» **What is expected**: Copy each of the rows below line for line, with no changes.

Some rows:

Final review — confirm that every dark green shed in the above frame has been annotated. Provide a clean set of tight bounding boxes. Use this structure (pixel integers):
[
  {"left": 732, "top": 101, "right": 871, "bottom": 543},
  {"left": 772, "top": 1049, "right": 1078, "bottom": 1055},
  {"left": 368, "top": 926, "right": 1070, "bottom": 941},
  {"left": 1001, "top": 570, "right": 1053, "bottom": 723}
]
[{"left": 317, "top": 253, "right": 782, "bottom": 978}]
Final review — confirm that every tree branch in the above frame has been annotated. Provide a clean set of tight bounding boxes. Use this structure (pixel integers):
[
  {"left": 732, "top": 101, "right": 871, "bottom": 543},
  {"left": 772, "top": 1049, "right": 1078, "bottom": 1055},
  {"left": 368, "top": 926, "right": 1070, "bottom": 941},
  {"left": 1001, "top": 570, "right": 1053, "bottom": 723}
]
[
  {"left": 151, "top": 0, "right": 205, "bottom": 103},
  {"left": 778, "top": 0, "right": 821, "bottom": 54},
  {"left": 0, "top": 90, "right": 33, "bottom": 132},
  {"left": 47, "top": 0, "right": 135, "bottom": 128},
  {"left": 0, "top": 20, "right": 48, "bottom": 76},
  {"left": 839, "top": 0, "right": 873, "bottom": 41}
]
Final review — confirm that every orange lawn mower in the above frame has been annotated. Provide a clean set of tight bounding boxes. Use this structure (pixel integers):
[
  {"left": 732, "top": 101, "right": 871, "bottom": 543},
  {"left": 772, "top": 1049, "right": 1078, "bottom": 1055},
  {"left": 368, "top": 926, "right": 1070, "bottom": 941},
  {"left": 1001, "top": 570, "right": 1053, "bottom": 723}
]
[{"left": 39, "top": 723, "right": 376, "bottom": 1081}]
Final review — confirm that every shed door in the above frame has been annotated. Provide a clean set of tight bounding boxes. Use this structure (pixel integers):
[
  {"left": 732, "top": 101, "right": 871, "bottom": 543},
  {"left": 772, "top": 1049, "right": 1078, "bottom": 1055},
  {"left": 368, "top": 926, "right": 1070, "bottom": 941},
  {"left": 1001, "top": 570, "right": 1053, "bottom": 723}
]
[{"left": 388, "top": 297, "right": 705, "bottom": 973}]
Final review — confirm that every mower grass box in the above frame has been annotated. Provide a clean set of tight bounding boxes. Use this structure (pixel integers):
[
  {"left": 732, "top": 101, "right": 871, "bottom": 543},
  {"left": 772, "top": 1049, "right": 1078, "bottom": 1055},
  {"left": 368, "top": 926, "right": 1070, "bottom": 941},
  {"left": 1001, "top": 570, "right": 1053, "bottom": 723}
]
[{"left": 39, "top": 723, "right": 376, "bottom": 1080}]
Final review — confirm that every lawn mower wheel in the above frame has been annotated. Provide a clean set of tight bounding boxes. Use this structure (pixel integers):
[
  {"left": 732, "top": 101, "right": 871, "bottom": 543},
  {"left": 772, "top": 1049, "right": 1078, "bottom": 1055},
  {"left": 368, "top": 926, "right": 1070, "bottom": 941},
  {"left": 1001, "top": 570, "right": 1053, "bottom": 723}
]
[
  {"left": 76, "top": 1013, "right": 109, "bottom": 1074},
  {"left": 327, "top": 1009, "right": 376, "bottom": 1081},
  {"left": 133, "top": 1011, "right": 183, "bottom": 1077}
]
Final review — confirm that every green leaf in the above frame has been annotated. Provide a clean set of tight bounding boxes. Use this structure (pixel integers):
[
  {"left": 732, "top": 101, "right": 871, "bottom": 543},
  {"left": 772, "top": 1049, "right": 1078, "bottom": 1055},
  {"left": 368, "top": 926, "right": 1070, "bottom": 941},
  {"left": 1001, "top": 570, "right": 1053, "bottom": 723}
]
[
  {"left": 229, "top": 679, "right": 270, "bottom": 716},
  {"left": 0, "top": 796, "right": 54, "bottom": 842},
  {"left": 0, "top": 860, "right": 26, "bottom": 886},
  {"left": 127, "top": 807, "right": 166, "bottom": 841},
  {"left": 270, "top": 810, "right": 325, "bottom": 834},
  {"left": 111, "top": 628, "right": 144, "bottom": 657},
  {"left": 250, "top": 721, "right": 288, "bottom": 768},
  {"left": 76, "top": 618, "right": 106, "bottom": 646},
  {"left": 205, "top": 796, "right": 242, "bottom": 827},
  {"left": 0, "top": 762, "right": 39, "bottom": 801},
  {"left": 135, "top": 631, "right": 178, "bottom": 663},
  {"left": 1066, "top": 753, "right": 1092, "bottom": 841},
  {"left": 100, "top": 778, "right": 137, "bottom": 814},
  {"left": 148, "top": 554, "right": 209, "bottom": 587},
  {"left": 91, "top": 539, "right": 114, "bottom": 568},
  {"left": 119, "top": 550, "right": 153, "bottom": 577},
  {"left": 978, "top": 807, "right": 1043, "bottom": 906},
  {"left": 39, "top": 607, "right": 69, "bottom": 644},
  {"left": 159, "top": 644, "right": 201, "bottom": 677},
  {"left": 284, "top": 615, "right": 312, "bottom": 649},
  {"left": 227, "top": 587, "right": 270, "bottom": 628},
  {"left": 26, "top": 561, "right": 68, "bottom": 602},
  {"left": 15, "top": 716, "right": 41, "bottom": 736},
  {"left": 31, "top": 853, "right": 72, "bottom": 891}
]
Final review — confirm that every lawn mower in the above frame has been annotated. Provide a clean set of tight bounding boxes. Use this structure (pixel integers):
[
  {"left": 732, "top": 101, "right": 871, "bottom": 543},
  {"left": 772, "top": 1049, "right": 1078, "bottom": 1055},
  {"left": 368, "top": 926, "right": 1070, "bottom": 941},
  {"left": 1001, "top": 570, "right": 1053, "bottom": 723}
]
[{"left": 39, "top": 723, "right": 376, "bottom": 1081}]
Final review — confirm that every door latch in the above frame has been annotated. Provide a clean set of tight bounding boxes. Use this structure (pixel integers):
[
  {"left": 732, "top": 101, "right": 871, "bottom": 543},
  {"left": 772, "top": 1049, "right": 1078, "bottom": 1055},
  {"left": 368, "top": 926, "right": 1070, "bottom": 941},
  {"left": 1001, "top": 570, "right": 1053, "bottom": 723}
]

» **Written response**:
Final review — confirm that every dark green shed in the above frame has been annotated. Provide a clean set of tight bounding boxes. Use this structure (pixel integers):
[
  {"left": 732, "top": 101, "right": 871, "bottom": 543},
  {"left": 772, "top": 1049, "right": 1078, "bottom": 1055},
  {"left": 368, "top": 926, "right": 1070, "bottom": 941},
  {"left": 1001, "top": 570, "right": 1053, "bottom": 723}
]
[{"left": 317, "top": 253, "right": 782, "bottom": 978}]
Final review — confirm that every tree branch in the above frame has been annotated. Provide a clean set of tight bounding boxes. Use this structure (pixel integers):
[
  {"left": 732, "top": 101, "right": 871, "bottom": 543},
  {"left": 772, "top": 1049, "right": 1078, "bottom": 1055},
  {"left": 368, "top": 926, "right": 1070, "bottom": 941},
  {"left": 1001, "top": 570, "right": 1053, "bottom": 723}
]
[
  {"left": 151, "top": 0, "right": 205, "bottom": 103},
  {"left": 778, "top": 0, "right": 821, "bottom": 54},
  {"left": 0, "top": 90, "right": 33, "bottom": 132},
  {"left": 47, "top": 0, "right": 135, "bottom": 128},
  {"left": 0, "top": 20, "right": 48, "bottom": 76},
  {"left": 839, "top": 0, "right": 873, "bottom": 41}
]
Final review — confirm that every orange lawn mower in the above frame has been annotated. Provide a clean set of tight bounding boxes. Use this structure (pixel integers):
[
  {"left": 732, "top": 101, "right": 871, "bottom": 543},
  {"left": 772, "top": 1049, "right": 1078, "bottom": 1055},
  {"left": 368, "top": 926, "right": 1070, "bottom": 941},
  {"left": 1001, "top": 570, "right": 1053, "bottom": 723}
]
[{"left": 39, "top": 723, "right": 376, "bottom": 1081}]
Final review — confirm that every shed door in the above frame has been annotated. Provide a clean set of tight bounding boxes. Use this structure (pixel integers):
[
  {"left": 732, "top": 101, "right": 871, "bottom": 543},
  {"left": 772, "top": 1049, "right": 1078, "bottom": 1055},
  {"left": 368, "top": 926, "right": 1070, "bottom": 941},
  {"left": 1001, "top": 570, "right": 1053, "bottom": 723}
]
[{"left": 388, "top": 297, "right": 705, "bottom": 973}]
Final review — confirm that every mower grass box in the above frame has been annotated. Provide a clean set of tight bounding boxes. Use this structure (pixel integers):
[
  {"left": 732, "top": 101, "right": 871, "bottom": 543},
  {"left": 772, "top": 1049, "right": 1078, "bottom": 1055},
  {"left": 368, "top": 926, "right": 1070, "bottom": 941},
  {"left": 1001, "top": 570, "right": 1053, "bottom": 723}
]
[{"left": 39, "top": 723, "right": 376, "bottom": 1080}]
Final review — confirm that every lawn mower wheel in the above frame has been annotated. Provide a clean set of tight bounding boxes. Use this structure (pixel integers):
[
  {"left": 732, "top": 101, "right": 871, "bottom": 543},
  {"left": 772, "top": 1049, "right": 1078, "bottom": 1055},
  {"left": 368, "top": 926, "right": 1070, "bottom": 941},
  {"left": 1001, "top": 570, "right": 1053, "bottom": 723}
]
[
  {"left": 76, "top": 1013, "right": 109, "bottom": 1074},
  {"left": 327, "top": 1009, "right": 376, "bottom": 1081},
  {"left": 133, "top": 1011, "right": 183, "bottom": 1077}
]
Final review — confirm that every green leaf in the above frame has been annotated. Provide a clean set of tight bounding boxes. Use this structure (pixel integers):
[
  {"left": 732, "top": 101, "right": 871, "bottom": 543},
  {"left": 772, "top": 1049, "right": 1078, "bottom": 1055},
  {"left": 368, "top": 926, "right": 1070, "bottom": 941},
  {"left": 1001, "top": 570, "right": 1053, "bottom": 723}
]
[
  {"left": 229, "top": 679, "right": 270, "bottom": 716},
  {"left": 0, "top": 796, "right": 54, "bottom": 842},
  {"left": 0, "top": 860, "right": 26, "bottom": 886},
  {"left": 127, "top": 807, "right": 166, "bottom": 841},
  {"left": 270, "top": 810, "right": 325, "bottom": 834},
  {"left": 111, "top": 628, "right": 144, "bottom": 657},
  {"left": 250, "top": 721, "right": 288, "bottom": 768},
  {"left": 76, "top": 618, "right": 106, "bottom": 646},
  {"left": 205, "top": 796, "right": 242, "bottom": 827},
  {"left": 0, "top": 762, "right": 39, "bottom": 801},
  {"left": 135, "top": 631, "right": 178, "bottom": 663},
  {"left": 1066, "top": 753, "right": 1092, "bottom": 841},
  {"left": 100, "top": 778, "right": 137, "bottom": 814},
  {"left": 148, "top": 554, "right": 209, "bottom": 587},
  {"left": 91, "top": 539, "right": 114, "bottom": 568},
  {"left": 119, "top": 550, "right": 153, "bottom": 577},
  {"left": 978, "top": 807, "right": 1043, "bottom": 906},
  {"left": 39, "top": 607, "right": 69, "bottom": 644},
  {"left": 159, "top": 644, "right": 201, "bottom": 677},
  {"left": 284, "top": 615, "right": 312, "bottom": 649},
  {"left": 227, "top": 587, "right": 270, "bottom": 628},
  {"left": 26, "top": 561, "right": 68, "bottom": 602},
  {"left": 15, "top": 716, "right": 41, "bottom": 736},
  {"left": 31, "top": 853, "right": 72, "bottom": 891}
]
Final review — confirm that every lawn mower in the above frame has been annotated. Provide a clean set of tight bounding boxes. Use this structure (pixel integers):
[
  {"left": 732, "top": 101, "right": 871, "bottom": 543},
  {"left": 772, "top": 1049, "right": 1078, "bottom": 1055},
  {"left": 368, "top": 926, "right": 1070, "bottom": 941},
  {"left": 1001, "top": 570, "right": 1053, "bottom": 723}
]
[{"left": 39, "top": 723, "right": 376, "bottom": 1081}]
Final review — confirm that every door latch in the above frame has been annotated. Provide a clean set of tight bounding boxes. Use this structure (pixel integers):
[
  {"left": 732, "top": 101, "right": 871, "bottom": 543},
  {"left": 772, "top": 1049, "right": 1078, "bottom": 1055},
  {"left": 368, "top": 926, "right": 1070, "bottom": 941},
  {"left": 1001, "top": 570, "right": 1053, "bottom": 723}
]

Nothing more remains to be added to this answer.